» **EXERCISE PASSAGE**:
[Start of Attachment]

Everyone has that thing that they hate about themselves, that one feature that sticks out to them more than anyone else. For me, it’s my back.
I hate my back.
A lot of people would think that this is an odd thing to worry about. At one point when I was younger, I remember open back dresses and tops were all the rage for a period of time. I wanted to wear these fashions and they looked so amazing to me, but it was very rare that I ever bought anything with an open back, and even when I did, I was afraid to wear it. Afraid of what people would see, and how I would look.
This is because I have scoliosis.
Scoliosis is a condition describing someone with a curve in their spine that goes from side to side in an S or C like shape. Essentially, my spine is deformed. It is not a straight line. This is something I have had for a long time. No one knows exactly what causes scoliosis. Usually it is congenital (meaning the anomaly is present at birth) or idiopathic (cause unknown, usually with the onset of adolescence) in nature. Mine is the latter.

[End of Attachment]

» **GIVEN ENTRIES**:
[Start of Attachment]

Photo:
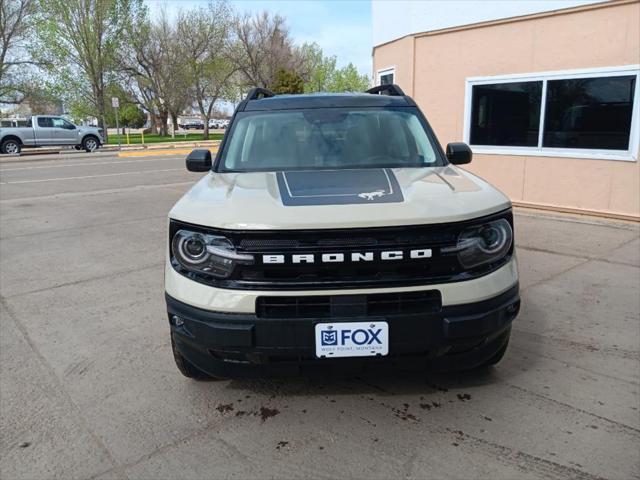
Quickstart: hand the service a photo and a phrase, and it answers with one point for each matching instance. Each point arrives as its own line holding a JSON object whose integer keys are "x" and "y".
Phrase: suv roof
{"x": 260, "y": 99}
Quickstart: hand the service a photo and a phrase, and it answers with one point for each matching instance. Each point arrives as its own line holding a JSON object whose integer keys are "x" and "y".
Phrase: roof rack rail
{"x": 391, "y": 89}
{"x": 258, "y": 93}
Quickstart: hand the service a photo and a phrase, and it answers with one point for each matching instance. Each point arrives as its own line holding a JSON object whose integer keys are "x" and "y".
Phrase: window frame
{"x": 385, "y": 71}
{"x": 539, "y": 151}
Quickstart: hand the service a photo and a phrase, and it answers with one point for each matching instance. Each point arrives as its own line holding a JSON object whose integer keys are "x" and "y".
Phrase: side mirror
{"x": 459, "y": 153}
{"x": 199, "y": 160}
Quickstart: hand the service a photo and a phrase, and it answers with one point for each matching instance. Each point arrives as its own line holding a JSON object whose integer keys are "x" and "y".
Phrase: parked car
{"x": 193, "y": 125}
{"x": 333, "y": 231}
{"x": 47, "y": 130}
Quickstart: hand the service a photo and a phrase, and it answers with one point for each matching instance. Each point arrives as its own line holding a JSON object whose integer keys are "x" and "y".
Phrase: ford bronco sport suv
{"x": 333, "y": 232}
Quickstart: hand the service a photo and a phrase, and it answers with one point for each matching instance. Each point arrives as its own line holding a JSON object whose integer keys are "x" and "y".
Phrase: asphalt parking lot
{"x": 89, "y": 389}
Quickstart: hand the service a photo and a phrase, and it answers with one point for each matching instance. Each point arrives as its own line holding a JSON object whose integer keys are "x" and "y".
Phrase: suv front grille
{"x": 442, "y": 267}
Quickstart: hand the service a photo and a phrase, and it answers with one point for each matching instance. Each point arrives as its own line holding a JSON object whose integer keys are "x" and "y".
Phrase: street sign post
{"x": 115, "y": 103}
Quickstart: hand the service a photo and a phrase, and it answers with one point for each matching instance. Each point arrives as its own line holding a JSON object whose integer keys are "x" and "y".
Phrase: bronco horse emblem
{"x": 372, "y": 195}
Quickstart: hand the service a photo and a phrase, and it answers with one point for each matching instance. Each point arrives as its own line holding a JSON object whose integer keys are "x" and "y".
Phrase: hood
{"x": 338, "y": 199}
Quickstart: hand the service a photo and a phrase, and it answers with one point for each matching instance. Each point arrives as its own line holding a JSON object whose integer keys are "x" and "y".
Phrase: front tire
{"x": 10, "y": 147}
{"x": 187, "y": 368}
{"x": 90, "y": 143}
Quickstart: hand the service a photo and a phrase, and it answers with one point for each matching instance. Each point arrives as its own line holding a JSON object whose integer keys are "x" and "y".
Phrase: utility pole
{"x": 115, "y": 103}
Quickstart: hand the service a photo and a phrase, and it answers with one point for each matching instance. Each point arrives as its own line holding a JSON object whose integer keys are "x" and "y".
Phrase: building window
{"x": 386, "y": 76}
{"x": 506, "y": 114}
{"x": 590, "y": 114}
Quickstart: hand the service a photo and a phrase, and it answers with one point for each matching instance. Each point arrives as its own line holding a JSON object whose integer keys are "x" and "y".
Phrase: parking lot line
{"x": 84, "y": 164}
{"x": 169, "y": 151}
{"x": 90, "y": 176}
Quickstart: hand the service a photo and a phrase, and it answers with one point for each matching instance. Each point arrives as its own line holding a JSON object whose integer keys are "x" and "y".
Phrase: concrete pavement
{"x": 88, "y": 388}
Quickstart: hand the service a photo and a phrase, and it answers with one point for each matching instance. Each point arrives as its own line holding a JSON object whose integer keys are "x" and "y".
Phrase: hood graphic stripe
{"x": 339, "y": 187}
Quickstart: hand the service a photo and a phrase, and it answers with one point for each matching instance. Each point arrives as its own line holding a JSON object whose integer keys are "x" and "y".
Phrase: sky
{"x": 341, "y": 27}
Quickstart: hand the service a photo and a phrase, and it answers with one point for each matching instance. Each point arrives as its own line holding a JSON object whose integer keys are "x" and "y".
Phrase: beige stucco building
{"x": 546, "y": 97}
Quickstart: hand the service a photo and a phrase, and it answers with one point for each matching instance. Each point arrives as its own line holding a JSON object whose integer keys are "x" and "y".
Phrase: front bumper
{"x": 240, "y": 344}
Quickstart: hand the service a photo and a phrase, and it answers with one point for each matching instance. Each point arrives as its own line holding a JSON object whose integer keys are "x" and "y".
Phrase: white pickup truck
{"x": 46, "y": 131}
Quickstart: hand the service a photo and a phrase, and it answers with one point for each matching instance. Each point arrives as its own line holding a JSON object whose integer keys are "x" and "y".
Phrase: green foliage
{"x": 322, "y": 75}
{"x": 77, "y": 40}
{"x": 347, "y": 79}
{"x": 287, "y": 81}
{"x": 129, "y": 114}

[End of Attachment]

» **TASKS TO PERFORM**:
**A)** Reproduce the passage about scoliosis word for word, starting at "Everyone has that" and ending at "I would look.".
**B)** In the passage about scoliosis, what does the term "idiopathic" mean?
The rows have nothing to do with the passage about scoliosis.

» **PER-TASK OUTPUTS**:
**A)**
Everyone has that thing that they hate about themselves, that one feature that sticks out to them more than anyone else. For me, it’s my back.
I hate my back.
A lot of people would think that this is an odd thing to worry about. At one point when I was younger, I remember open back dresses and tops were all the rage for a period of time. I wanted to wear these fashions and they looked so amazing to me, but it was very rare that I ever bought anything with an open back, and even when I did, I was afraid to wear it. Afraid of what people would see, and how I would look.

**B)** Cause unknown, usually with the onset of adolescence.